When I first joined Random House in 2000, hardly any illustration was commissioned. The trend was photography. Seven years later, 70 per cent of our commissions are illustration-based. Why commission illustration over photography? It of course depends on the target audience and the kind of novel it is. With illustration you can convey complex, inventive messages, as in the new Pynchon redesigns, colourfully and dramatically within budget. Take for instance, The Curious Incident of the Dog in the Night-Time, published by Vintage. It shows a poodle suspended in mid-air with a spade through its chest. That is never going to look good in a photograph. However, our budgets in publishing are very low, and that’s a huge consideration when commissioning photography, but the benefits are that you can achieve the exact details and combination required, with plenty of shots in the contact sheets to choose from. And nothing can quite compete with the perfect found period photograph that matches a brief, which is almost impossible to recreate and much cheaper from a picture library or archive.

**Exercise description:** Continue the passage on choosing illustration or photography for book covers, starting right after its final sentence.

**Data provided:**
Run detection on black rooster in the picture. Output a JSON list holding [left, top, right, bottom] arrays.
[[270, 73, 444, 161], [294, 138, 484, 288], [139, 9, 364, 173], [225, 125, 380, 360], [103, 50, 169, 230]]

**Task answer:**
Suzanne Dean, Creative director, Random House UK

It’s not so much a question of medium, as of imagination and seduction. Book covers are like the chink in the curtains or the slit in the negligee – a tantalising hint of the world beyond. Generally, the process of illustration is far more allied to creative writing – pen, paper, limitless possibilities – while photography is more rooted in reality. It’s telling that the best photographic covers tend to be abstracted, almost illustrative, otherwise they become too prescriptive. Suggestion is all.
Jim Davies, Creative director, Total Content

 

Illustration gives book covers a character of their own that makes them individual and jump out from the shelf. Artists can be really creative with the themes and characters through their own interpretation and style. With illustration you can communicate many ideas in one image, and this can be more difficult with photography. The choice is ultimately dependent on your target audience, your budget and the risk you are willing take.